# OBJECTIVE 1:
Please set down, word for word, everything in the passage on exchange registration from "Section 5 of" down to "U.S.C. § 78c(a)(1).".
# OBJECTIVE 2:
Answer these from the passage on exchange registration:
(a) Under which section of the Exchange Act is an exchange registered as a national securities exchange?
(b) Which rule gives the two-part test for when an organization is an exchange?
(c) What exemption does the SEC say these exchanges may qualify for?
# OBJECTIVE 3:
Extend the passage on exchange registration under the Exchange Act, picking up after its final sentence.

Section 5 of the Exchange Act makes it unlawful for any broker, dealer, or exchange, directly or indirectly, to effect any transaction in a security, or to report any such transaction, in interstate commerce, unless the exchange is registered as a national securities exchange under Section 6 of the Exchange Act, or is exempted from such registration. See 15 U.S.C. §78e. Section 3(a)(1) of the Exchange Act defines an “exchange” as “any organization, association, or group of persons, whether incorporated or unincorporated, which constitutes, maintains, or provides a market place or facilities for bringing together purchasers and sellers of securities or for otherwise performing with respect to securities the functions commonly performed by a stock exchange as that term is generally understood … .” 15 U.S.C. § 78c(a)(1).

(emphasis mine)

An organization is an exchange under Exchange Act Rule 3b-16(a), if such organization, association, or group of persons: (1) brings together the orders for securities of multiple buyers and sellers; and (2) uses established, non-discretionary methods (whether by providing a trading facility or by setting rules) under which such orders interact with each other, and the buyers and sellers entering such orders agree to the terms of the trade. A qualifying organization must register with the SEC or operate pursuant to an exemption. The SEC points out that these exchanges may qualify for an Alternative Trading System (ATS) exemption.

# DATA LINES:
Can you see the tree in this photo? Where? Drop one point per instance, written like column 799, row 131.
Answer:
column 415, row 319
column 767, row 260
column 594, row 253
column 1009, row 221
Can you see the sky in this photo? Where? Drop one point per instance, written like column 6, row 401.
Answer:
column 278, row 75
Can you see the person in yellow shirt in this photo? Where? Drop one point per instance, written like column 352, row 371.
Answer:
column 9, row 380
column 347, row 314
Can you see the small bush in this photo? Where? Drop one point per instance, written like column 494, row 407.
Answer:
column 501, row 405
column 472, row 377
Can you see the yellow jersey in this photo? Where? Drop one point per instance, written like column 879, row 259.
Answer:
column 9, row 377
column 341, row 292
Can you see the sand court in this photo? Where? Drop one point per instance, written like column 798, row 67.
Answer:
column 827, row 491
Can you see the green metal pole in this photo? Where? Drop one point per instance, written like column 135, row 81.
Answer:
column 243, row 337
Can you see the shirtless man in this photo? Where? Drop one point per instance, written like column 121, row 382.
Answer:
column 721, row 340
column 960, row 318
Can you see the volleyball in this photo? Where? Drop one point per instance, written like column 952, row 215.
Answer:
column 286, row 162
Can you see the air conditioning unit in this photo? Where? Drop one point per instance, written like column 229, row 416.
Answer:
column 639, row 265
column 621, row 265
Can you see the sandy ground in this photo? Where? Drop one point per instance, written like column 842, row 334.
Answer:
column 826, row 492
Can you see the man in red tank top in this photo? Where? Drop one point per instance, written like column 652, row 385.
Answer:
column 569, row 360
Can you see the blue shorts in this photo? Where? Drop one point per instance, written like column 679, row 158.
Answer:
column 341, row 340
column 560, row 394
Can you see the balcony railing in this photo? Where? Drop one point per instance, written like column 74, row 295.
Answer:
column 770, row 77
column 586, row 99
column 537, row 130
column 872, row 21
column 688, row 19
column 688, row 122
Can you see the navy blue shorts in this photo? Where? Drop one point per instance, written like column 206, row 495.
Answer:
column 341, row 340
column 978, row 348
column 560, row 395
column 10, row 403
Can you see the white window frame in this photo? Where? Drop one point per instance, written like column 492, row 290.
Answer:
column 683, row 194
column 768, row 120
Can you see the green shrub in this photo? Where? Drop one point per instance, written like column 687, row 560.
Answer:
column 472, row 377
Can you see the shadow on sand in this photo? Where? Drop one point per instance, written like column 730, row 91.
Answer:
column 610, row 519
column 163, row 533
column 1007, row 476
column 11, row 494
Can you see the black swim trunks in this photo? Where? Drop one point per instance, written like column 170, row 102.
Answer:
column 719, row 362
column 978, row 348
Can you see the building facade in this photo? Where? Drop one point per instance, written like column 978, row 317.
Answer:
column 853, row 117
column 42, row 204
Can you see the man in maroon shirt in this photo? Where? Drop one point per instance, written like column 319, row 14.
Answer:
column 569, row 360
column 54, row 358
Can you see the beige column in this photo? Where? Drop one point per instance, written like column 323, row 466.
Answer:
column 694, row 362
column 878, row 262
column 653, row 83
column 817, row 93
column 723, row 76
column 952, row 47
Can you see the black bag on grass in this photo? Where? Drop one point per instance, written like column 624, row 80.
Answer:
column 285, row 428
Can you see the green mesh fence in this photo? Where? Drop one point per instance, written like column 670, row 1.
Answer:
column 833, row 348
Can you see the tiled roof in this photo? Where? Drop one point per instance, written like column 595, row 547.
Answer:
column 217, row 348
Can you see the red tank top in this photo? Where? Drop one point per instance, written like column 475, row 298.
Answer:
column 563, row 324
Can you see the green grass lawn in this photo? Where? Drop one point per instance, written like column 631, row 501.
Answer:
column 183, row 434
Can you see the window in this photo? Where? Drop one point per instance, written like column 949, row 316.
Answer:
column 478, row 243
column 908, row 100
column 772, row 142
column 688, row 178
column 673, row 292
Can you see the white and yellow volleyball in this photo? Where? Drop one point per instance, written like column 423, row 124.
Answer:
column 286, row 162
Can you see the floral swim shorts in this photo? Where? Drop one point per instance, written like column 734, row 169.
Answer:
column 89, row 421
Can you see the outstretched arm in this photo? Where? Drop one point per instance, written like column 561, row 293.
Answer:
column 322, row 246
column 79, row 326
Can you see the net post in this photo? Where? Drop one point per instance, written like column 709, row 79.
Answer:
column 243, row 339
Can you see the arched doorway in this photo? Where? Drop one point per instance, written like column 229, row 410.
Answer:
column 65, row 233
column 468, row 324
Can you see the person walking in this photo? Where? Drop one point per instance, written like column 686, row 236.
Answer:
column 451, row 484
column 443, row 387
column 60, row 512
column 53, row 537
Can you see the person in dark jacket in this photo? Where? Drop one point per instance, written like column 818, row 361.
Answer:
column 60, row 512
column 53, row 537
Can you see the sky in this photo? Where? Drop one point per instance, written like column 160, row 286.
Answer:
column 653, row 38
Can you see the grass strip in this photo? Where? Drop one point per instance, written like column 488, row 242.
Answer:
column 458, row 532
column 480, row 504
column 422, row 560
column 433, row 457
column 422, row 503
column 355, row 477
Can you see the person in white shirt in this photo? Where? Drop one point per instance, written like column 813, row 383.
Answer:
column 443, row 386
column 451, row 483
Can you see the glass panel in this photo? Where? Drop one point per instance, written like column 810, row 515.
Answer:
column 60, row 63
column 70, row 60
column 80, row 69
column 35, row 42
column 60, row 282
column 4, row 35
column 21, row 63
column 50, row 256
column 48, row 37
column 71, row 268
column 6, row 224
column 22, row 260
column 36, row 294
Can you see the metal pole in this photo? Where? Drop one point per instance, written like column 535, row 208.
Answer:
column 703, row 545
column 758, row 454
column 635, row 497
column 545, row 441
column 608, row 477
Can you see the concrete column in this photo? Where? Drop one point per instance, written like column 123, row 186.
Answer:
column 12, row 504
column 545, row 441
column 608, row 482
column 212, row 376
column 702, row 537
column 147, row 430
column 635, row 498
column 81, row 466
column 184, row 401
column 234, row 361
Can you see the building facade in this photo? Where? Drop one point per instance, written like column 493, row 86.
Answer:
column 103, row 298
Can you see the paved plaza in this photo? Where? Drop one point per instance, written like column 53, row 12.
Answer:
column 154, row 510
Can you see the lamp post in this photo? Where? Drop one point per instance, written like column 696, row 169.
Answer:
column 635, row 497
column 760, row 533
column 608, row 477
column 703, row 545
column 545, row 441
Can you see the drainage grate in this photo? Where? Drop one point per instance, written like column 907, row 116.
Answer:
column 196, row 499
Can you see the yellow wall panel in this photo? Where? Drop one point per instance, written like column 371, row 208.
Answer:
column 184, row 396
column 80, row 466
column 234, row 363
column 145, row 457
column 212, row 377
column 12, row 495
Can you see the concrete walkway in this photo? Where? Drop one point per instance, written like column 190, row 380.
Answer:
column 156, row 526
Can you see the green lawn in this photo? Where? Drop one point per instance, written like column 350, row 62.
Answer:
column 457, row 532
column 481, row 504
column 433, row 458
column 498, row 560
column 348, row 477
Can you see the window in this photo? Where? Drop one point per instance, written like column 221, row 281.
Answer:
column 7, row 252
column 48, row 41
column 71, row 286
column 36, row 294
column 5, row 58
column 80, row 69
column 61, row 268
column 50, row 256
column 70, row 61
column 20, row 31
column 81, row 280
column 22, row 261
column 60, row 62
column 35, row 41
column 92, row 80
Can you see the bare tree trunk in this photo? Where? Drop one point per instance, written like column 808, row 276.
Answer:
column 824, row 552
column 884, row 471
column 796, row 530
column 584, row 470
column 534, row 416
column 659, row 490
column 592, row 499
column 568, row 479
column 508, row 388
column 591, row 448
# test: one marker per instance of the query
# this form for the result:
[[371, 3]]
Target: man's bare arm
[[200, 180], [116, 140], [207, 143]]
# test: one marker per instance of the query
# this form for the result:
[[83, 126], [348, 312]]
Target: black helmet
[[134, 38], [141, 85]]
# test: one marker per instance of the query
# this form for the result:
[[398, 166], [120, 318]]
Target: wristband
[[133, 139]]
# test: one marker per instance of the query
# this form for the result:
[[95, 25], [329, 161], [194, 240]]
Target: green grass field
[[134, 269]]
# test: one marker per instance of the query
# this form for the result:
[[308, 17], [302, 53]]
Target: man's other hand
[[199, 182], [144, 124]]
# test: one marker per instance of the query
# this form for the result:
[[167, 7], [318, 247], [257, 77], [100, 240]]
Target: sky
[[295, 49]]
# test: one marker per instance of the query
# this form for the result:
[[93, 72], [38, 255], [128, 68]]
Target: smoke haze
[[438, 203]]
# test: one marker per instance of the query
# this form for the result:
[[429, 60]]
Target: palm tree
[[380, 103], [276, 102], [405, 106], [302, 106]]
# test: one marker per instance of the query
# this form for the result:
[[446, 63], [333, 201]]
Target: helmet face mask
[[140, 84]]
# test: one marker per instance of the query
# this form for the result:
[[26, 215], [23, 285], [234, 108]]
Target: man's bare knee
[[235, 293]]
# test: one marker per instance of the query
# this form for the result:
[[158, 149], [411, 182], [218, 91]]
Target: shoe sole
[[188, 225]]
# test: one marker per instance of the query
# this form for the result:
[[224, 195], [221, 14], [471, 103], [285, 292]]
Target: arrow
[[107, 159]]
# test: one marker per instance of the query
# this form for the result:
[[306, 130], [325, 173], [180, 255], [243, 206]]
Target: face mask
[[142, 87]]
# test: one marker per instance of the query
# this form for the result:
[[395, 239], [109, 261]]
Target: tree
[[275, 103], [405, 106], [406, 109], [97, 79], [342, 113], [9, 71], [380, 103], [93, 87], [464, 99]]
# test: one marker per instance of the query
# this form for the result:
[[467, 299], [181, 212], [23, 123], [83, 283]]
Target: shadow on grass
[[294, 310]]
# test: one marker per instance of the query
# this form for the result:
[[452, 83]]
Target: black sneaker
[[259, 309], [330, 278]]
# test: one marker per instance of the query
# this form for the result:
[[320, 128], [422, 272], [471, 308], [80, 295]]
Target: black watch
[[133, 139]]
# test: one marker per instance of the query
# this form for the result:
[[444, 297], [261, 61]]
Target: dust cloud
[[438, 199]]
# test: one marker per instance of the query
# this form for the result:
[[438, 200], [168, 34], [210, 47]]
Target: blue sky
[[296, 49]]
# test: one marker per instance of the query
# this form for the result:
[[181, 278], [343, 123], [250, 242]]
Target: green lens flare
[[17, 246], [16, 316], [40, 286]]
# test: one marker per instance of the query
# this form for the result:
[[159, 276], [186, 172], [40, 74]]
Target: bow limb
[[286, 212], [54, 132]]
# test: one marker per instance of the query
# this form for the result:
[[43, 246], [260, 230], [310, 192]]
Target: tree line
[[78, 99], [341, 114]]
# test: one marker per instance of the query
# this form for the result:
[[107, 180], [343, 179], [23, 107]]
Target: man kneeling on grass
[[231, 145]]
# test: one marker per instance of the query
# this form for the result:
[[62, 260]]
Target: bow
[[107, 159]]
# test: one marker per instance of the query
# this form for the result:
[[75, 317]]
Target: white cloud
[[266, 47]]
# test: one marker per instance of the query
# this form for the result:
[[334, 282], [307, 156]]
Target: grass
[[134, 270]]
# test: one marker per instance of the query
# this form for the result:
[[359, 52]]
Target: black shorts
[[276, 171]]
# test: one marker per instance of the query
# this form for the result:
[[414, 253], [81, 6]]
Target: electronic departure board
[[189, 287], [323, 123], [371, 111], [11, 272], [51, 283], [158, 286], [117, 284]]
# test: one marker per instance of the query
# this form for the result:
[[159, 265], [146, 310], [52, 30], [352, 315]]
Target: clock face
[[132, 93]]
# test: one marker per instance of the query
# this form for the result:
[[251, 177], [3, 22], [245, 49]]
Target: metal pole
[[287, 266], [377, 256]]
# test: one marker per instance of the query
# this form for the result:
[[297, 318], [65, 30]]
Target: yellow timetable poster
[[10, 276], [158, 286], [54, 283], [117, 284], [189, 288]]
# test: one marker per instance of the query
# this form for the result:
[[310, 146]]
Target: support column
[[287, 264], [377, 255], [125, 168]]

# WRITTEN REPLY 1:
Section 5 of the Exchange Act makes it unlawful for any broker, dealer, or exchange, directly or indirectly, to effect any transaction in a security, or to report any such transaction, in interstate commerce, unless the exchange is registered as a national securities exchange under Section 6 of the Exchange Act, or is exempted from such registration. See 15 U.S.C. §78e. Section 3(a)(1) of the Exchange Act defines an “exchange” as “any organization, association, or group of persons, whether incorporated or unincorporated, which constitutes, maintains, or provides a market place or facilities for bringing together purchasers and sellers of securities or for otherwise performing with respect to securities the functions commonly performed by a stock exchange as that term is generally understood … .” 15 U.S.C. § 78c(a)(1).

# WRITTEN REPLY 2:
(a) Section 6
(b) Exchange Act Rule 3b-16(a)
(c) The Alternative Trading System (ATS) exemption

# WRITTEN REPLY 3:
If you’re operating a crypto-exchange site, it’s time to consult with qualified counsel.

6. Will this push ICO’s off-shore?

I personally do not view the SEC’s statements today as a surprise. Most responsible ICO ventures know they need to work within the confines of the law, and get qualified counsel, who, may advise them to proceed under an exemption, or otherwise make efforts by structuring their businesses and using foreign jurisdictions to protect themselves. Subject to analysis of your particular ICO concept and business model, exemptions may allow the offer of an ICO without entirely abandoning the US market.

If the statements today encourage potential ICO issuers to seek qualified counsel, make real disclosures, and take securities laws seriously, then today is a huge win for consumers, and the entire ecosystem.

As always, seek qualified counsel.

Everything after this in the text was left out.